Extracted data entries
=====

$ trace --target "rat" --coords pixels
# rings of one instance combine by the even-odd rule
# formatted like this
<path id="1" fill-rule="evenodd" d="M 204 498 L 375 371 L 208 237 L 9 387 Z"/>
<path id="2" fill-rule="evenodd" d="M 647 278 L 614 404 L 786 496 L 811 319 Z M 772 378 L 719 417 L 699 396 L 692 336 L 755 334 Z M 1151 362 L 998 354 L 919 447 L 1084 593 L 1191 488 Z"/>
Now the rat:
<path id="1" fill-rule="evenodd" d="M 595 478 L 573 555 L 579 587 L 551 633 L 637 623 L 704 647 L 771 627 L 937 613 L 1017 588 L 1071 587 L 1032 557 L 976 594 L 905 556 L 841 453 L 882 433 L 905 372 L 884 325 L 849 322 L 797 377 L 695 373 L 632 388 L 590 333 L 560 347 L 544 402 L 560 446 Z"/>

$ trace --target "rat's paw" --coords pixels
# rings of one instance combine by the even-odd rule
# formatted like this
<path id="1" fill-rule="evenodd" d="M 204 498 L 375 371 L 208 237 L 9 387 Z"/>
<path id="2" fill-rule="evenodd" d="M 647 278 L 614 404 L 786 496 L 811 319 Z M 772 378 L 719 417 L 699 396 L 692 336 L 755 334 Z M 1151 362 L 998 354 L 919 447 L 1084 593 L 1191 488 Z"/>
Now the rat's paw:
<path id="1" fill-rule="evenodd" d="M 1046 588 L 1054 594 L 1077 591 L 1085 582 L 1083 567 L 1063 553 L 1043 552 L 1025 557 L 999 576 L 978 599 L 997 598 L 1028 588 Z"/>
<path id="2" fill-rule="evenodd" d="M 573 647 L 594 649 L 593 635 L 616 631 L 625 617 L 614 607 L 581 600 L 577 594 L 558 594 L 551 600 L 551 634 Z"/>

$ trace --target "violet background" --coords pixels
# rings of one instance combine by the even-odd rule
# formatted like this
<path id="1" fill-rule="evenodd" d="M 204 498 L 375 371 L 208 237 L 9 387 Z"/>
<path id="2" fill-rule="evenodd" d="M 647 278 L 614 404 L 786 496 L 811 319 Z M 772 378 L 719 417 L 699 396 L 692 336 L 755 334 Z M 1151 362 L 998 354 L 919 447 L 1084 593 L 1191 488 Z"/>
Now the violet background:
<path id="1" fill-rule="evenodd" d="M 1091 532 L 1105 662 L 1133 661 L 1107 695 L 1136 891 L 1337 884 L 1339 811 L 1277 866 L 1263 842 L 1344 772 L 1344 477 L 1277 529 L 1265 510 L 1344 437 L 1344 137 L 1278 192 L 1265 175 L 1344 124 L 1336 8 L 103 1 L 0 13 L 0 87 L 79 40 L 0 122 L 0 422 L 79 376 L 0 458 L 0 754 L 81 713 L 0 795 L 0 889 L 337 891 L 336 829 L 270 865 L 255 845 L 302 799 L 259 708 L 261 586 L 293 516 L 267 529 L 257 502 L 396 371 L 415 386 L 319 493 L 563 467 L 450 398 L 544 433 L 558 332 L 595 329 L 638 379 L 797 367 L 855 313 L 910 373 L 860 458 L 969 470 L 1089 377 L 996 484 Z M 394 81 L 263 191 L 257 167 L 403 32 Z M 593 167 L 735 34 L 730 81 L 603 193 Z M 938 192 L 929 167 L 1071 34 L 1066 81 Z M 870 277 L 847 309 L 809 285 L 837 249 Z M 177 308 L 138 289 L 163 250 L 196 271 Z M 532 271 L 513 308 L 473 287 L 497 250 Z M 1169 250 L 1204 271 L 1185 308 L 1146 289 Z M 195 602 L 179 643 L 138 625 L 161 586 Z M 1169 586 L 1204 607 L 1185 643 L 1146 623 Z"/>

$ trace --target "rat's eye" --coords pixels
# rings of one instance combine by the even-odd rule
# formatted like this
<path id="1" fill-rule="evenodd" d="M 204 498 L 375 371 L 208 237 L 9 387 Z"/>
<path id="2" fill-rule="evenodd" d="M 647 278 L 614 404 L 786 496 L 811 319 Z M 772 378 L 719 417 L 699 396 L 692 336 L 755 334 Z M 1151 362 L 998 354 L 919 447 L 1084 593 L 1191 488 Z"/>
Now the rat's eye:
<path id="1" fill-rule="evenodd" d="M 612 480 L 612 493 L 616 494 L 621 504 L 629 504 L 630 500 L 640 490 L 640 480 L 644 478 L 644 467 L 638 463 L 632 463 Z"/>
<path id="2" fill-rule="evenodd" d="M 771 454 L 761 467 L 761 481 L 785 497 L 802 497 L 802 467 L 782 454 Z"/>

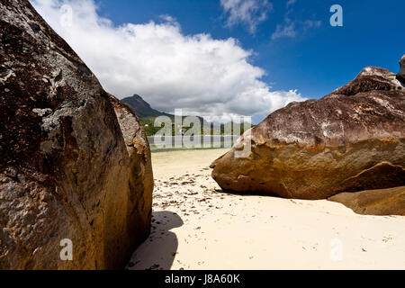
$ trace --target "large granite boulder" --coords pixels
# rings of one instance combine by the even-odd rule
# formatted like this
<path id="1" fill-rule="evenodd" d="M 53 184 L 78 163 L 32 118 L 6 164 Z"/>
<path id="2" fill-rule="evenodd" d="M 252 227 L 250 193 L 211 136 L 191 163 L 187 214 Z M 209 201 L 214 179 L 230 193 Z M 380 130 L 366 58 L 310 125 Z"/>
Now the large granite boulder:
<path id="1" fill-rule="evenodd" d="M 363 215 L 405 216 L 405 186 L 341 193 L 328 198 Z"/>
<path id="2" fill-rule="evenodd" d="M 270 114 L 212 163 L 212 177 L 224 190 L 301 199 L 404 185 L 404 86 L 365 68 L 320 100 Z M 250 138 L 250 154 L 235 157 Z"/>
<path id="3" fill-rule="evenodd" d="M 0 269 L 123 267 L 150 229 L 148 140 L 26 0 L 0 2 Z"/>

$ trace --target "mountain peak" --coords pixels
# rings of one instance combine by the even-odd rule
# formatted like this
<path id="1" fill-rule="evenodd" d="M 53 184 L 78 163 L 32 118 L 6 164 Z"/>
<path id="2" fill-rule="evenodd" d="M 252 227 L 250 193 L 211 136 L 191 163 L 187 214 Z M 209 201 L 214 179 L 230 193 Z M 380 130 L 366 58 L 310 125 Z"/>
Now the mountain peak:
<path id="1" fill-rule="evenodd" d="M 126 104 L 140 118 L 169 116 L 167 113 L 161 112 L 150 107 L 150 104 L 137 94 L 134 94 L 130 97 L 123 98 L 122 102 Z"/>

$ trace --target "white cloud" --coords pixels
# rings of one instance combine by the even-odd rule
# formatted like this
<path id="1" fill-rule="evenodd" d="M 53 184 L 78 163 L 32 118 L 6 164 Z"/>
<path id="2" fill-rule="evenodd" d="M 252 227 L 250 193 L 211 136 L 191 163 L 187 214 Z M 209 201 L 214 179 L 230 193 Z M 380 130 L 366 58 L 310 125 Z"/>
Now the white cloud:
<path id="1" fill-rule="evenodd" d="M 155 109 L 176 108 L 224 120 L 267 115 L 296 91 L 271 91 L 265 71 L 249 63 L 252 51 L 232 38 L 184 35 L 168 15 L 163 22 L 116 27 L 97 14 L 93 0 L 32 0 L 37 11 L 88 65 L 106 91 L 139 94 Z"/>
<path id="2" fill-rule="evenodd" d="M 272 34 L 272 40 L 284 37 L 294 38 L 296 35 L 295 22 L 290 22 L 284 24 L 277 24 L 275 32 Z"/>
<path id="3" fill-rule="evenodd" d="M 229 27 L 242 23 L 248 25 L 252 33 L 273 10 L 273 4 L 267 0 L 220 0 L 220 4 L 228 15 Z"/>
<path id="4" fill-rule="evenodd" d="M 286 16 L 284 22 L 281 24 L 277 24 L 275 27 L 275 32 L 272 34 L 272 40 L 279 38 L 295 38 L 310 29 L 320 28 L 320 21 L 292 21 Z"/>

=====

Turn the data into a numbered list, starting at the very first line and ending at the line that contains "595 478 L 573", with both of those lines included. Leave out any blank lines.

1. $ trace --target "rat" --coords pixels
2. # rings of one instance combine by the even-odd rule
3. # formatted like this
4. <path id="1" fill-rule="evenodd" d="M 204 498 L 375 371 L 208 237 L 9 387 Z"/>
5. <path id="2" fill-rule="evenodd" d="M 647 278 L 614 404 L 786 496 L 811 319 Z M 772 378 L 719 417 L 699 396 L 692 336 L 755 334 Z M 1151 362 L 998 354 L 919 447 L 1084 593 L 1191 488 Z"/>
6. Now the rat:
7. <path id="1" fill-rule="evenodd" d="M 595 478 L 573 555 L 579 587 L 551 633 L 637 623 L 704 647 L 771 627 L 937 613 L 1017 588 L 1071 587 L 1032 557 L 976 594 L 905 556 L 841 453 L 882 433 L 905 372 L 884 325 L 849 322 L 797 377 L 695 373 L 632 388 L 590 333 L 560 347 L 544 402 L 560 446 Z"/>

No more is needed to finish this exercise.